The Inflation targeting (IT) framework, which was formally institutionalised in May 2016, should also have included the “exchange rate stability” clause as monetary policy, exchange rate policy and macroprudential policy are joined at the hip, according to RBI’s former Governor Duvvuri Subbarao.
Under the IT framework, RBI was entrusted with the responsibility of conducting monetary policy in India with the primary objective “to maintain price stability while keeping in mind the objective of growth”. There is, however, no mention of “exchange rate stability.”
“As much as some people use this policy orthodoxy, which is that monetary policy [is] for price stability, macroprudential policy for financial stability and capital flow management measures for rupee volatility, it looks very neat in theory, but doesn’t work in practice.
“So RBI, like any Central bank, has to grapple with this problem and act with all the instruments available to it iteratively. Now, monetary policy and exchange rate policy, indeed, even financial stability cannot be disjointed yet. They’re joined at the hip. So, even though the MPC’s mandate is only delivering on inflation within the target band, I’m sure that they’re concerned about the exchange rate,” said Subbarao, who was RBI Governor from 2008 to 2013.
In an interaction organised by NBIE with economists and analysts, the former Governor said, “In fact, I was surprised when the inflation targeting framework was formulated, they said inflation within this target band (inflation target of 4 per cent with a tolerance band of +/- 2 per cent), subject to concerns about growth. I believe they should have said also subject to concerns about exchange rate stability because exchange rate and inflation are linked.”
He noted that whenever RBI does monetary policy calibration, it looks at the exchange rate’s impact on inflation and on foreign flows.
Subbarao said, “Today, it (rupee depreciation) is an open-ended thing. We don’t know when it’s going to stop. It is, to some extent, beyond the control of the RBI. Just as COVID was beyond the control of governments. So, I don’t think that one short inflow (NRI deposit scheme) is going to solve the problem because we have enough reserves.
“Nobody is going to believe that we’re going to run off $700 billion. So, I think what needs to be managed is fixing policies, structural issues so that continuous flows come in with confidence and with credibility.”
‘Depreciation not all bad’
The former Governor said there is some merit in allowing the rupee to depreciate at this point because it is tracking fundamentals and there is a strong case for being less interventionist in the forex market.
Further, he observed that the current situation is not ripe enough for invoking the Brahmastra (interest rate hike) in defence of the rupee. This can come at a much later stage, as the RBI has enough firepower in terms of instruments available at the moment and sufficient foreign exchange reserves.
Alluding to RBI Governor Sanjay Malhotra’s recent statement that the rupee may be undervalued after the recent depreciation, Subbarao said, “If it’s (rupee) really overshot, it will correct itself. There’s no need for foreign exchange intervention or for capital management measures to correct the exchange rate, which has overreacted, because it will find its way back. So, I believe, there is a strong case for being less interventionist.”

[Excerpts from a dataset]

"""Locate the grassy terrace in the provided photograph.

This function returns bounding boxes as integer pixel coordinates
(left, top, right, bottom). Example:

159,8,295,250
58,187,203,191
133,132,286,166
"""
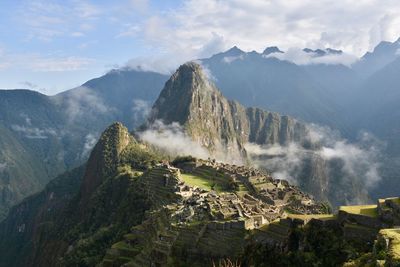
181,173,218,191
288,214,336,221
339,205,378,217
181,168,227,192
--
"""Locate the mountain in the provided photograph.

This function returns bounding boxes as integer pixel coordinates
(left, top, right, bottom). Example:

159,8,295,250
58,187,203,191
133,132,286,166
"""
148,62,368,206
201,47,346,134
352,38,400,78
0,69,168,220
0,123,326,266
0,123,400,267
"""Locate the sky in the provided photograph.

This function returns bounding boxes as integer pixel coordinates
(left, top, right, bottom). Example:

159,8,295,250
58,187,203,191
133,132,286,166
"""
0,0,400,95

--- Instructions to follow ---
Could you continue the article on Duvvuri Subbarao's remarks about inflation targeting and the rupee from where it stops?

--- Exercise result ---
The former Governor’s comment on the rupee comes in the wake of the currency hitting an all-time closing as well as intraday low of 96.83 and 96.95 per US dollar, respectively, on May 20.
The rupee has been depreciating since February-end due spike in global crude oil prices amid the West Asia conflict, which began on February 28, and the continuous FPI-related dollar outflows.
Last week, Arvind Panagariya, Chairman of the 16th Finance Commission, in a series on posts on X, urged RBI not to allow the “psychology” surrounding the rupee breaching the 100-per-dollar mark to dictate its policy response, arguing that depreciation is the appropriate response to a spike in oil-related external pressures.
“Whether the oil shortage is short-lived or long-lived, the right response at this moment is to let the rupee depreciate,” Panagariya said.
Subbarao said, “I think, what needs to be managed is fixing policies, structural issues, so that continuous flows come in with confidence and with credibility.
India growth story
The India growth story is being fuelled by public investment and no private investment is coming up, he said. “So, if domestic private investment is not coming up, even foreign direct investment is unlikely to come in. So, I believe, fundamentally, structurally, there is a demand issue,” added the former RBI Governor.
“Even as we’re growing at 6.5 to 7 per cent, the benefits of that growth are not percolating down, and consumption is not keeping up with growth. That, I believe, is the main reason why foreign investment is not coming in.”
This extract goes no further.